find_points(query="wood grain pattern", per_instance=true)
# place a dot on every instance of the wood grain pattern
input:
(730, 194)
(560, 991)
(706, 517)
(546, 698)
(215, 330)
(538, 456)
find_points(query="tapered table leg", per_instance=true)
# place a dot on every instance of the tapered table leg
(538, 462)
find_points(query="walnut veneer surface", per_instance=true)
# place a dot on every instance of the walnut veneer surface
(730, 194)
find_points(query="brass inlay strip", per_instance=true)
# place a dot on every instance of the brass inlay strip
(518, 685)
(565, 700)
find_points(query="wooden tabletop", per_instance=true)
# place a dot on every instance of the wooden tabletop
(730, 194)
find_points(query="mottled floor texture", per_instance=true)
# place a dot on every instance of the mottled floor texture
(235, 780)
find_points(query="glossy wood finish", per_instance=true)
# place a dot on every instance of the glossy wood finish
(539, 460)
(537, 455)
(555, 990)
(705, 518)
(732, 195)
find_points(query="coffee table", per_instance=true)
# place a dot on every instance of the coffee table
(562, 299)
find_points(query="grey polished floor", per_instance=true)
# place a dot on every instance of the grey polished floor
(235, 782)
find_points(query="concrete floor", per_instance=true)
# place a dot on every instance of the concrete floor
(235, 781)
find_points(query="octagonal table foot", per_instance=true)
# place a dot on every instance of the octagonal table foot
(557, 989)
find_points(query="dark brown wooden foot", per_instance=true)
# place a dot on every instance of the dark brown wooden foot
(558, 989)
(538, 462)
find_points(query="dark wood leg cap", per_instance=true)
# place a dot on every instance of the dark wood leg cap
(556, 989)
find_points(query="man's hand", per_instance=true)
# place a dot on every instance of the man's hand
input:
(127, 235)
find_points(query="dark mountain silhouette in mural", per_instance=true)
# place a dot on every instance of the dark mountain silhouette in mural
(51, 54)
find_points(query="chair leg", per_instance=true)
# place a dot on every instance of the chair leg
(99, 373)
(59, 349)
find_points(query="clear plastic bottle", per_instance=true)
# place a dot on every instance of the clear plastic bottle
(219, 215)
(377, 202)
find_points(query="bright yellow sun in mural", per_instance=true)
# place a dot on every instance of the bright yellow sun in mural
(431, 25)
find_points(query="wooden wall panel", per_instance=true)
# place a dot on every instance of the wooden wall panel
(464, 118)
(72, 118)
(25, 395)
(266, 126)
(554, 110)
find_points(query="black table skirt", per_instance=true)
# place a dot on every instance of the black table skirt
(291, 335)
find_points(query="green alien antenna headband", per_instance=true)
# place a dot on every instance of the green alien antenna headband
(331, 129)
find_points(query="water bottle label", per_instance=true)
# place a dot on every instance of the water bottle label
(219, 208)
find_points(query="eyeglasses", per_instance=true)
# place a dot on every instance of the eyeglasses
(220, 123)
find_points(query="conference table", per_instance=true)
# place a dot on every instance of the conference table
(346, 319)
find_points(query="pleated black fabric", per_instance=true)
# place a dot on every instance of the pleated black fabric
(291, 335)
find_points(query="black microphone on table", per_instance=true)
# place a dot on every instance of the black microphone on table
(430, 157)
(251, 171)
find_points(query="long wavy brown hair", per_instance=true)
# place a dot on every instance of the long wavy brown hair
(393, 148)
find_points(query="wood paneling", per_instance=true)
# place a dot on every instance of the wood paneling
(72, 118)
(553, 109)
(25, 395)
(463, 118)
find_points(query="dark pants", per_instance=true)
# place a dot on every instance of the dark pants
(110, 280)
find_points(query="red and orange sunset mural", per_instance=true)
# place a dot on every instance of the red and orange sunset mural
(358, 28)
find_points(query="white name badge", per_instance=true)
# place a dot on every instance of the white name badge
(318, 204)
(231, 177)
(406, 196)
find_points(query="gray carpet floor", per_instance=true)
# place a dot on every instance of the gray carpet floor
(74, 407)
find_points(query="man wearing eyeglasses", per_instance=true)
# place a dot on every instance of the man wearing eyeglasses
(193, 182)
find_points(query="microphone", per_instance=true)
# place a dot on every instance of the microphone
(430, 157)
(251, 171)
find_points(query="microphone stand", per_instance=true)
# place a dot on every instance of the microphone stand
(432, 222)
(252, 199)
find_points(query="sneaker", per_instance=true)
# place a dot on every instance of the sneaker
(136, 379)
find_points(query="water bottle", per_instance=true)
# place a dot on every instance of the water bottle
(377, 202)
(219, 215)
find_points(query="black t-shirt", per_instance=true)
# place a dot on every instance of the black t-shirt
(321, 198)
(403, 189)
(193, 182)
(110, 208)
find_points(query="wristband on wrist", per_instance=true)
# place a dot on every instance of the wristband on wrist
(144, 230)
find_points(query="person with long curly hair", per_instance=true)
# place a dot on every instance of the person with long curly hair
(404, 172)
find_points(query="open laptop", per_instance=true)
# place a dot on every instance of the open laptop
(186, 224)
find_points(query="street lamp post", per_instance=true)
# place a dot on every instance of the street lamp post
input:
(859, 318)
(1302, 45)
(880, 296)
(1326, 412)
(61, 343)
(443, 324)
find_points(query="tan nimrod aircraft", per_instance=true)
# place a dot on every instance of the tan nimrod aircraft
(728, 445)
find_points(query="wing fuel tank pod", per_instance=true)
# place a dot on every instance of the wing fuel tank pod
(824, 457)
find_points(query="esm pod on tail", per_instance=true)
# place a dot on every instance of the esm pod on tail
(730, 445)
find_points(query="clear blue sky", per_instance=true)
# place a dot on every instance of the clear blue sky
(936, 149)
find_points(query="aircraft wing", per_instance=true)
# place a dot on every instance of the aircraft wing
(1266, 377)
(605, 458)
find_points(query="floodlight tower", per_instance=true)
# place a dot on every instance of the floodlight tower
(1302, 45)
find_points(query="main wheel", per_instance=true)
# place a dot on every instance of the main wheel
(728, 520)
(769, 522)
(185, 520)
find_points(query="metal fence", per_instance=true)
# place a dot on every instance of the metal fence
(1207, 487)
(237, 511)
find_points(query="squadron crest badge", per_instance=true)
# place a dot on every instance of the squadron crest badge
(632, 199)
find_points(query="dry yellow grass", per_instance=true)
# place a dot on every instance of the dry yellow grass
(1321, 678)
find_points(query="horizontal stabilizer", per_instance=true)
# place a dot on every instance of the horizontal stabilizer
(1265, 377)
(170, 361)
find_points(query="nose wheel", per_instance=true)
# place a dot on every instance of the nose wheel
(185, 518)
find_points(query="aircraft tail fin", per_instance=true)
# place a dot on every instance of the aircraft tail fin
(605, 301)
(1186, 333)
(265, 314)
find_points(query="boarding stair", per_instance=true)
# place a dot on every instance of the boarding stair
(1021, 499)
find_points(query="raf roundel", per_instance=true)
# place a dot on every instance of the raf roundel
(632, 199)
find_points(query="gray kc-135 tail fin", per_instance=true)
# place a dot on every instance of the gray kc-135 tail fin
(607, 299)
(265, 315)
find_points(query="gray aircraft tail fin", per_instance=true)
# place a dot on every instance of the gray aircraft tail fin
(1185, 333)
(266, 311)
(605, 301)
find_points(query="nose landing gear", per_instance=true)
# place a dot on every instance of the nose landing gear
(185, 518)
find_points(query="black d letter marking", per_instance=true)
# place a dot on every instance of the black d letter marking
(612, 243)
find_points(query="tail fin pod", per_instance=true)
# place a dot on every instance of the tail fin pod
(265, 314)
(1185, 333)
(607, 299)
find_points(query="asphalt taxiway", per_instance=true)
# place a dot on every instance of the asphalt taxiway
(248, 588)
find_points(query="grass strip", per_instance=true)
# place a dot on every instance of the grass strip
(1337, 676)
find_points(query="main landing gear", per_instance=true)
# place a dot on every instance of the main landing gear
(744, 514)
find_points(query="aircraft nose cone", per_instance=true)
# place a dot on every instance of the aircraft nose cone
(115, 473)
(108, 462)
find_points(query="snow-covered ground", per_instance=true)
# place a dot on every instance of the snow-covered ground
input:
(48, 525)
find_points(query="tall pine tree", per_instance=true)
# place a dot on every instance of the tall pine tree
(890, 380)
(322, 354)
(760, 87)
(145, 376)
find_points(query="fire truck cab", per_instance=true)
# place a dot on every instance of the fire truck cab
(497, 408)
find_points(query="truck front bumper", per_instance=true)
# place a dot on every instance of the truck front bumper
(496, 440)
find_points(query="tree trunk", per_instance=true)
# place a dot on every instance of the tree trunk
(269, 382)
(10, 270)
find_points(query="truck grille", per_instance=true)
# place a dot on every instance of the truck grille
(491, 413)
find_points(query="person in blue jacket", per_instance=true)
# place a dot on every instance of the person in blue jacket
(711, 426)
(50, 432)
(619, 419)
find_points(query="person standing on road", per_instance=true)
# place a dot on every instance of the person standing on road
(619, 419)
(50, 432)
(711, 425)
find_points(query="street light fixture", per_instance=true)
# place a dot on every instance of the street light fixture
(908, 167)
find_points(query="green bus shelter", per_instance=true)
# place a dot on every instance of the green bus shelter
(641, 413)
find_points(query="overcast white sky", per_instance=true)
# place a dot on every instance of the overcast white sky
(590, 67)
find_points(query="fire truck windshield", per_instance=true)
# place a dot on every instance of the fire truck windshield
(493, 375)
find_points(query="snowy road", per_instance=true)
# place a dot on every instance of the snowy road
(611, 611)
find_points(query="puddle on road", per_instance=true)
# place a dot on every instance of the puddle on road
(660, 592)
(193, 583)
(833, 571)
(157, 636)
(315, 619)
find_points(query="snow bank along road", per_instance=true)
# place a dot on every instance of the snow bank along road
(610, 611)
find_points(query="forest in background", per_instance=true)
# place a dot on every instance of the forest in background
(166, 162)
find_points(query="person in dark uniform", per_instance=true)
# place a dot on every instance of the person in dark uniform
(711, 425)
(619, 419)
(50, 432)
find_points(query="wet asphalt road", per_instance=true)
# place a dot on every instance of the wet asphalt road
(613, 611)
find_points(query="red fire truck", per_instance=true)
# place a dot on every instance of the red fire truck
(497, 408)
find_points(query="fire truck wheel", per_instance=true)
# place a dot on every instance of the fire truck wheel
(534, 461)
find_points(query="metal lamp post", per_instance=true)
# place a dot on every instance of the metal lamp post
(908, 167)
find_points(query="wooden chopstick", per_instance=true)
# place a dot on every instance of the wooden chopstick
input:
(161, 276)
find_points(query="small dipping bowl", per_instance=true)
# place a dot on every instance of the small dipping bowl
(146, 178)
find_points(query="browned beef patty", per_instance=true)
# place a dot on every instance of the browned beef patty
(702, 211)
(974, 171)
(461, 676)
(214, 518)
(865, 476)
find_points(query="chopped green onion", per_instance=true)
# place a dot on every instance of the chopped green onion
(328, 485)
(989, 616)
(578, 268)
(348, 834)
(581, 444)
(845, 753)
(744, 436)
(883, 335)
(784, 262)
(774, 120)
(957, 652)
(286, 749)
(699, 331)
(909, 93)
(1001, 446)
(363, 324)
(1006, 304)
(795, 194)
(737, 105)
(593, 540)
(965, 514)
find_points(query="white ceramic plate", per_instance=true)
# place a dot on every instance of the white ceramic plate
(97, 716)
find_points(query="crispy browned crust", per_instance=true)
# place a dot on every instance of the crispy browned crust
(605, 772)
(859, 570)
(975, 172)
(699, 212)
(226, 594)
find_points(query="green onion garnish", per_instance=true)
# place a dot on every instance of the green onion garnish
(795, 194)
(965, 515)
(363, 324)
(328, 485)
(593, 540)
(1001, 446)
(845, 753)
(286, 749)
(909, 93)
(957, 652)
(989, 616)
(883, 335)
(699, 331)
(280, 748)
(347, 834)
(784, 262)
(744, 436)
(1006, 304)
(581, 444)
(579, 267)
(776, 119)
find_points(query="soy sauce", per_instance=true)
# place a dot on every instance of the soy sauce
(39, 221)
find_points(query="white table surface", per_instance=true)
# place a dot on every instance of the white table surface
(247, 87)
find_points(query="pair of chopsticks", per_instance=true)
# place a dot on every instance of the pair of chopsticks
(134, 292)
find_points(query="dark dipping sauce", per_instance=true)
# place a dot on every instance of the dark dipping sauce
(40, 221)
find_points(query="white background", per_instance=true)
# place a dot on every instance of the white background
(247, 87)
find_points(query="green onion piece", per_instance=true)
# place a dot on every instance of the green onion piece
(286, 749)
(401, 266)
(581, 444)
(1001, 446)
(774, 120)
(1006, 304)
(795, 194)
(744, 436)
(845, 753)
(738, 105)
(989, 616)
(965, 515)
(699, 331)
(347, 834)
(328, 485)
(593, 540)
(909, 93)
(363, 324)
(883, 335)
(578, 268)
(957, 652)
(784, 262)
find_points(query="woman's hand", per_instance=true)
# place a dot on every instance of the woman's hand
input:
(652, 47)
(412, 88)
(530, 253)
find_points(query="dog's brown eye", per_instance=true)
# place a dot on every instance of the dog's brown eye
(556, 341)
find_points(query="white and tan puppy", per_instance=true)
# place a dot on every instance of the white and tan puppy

**Directions:** Only the count should be given: the number of lines in the entries above containing the word "woman".

**Finished exercise:** 2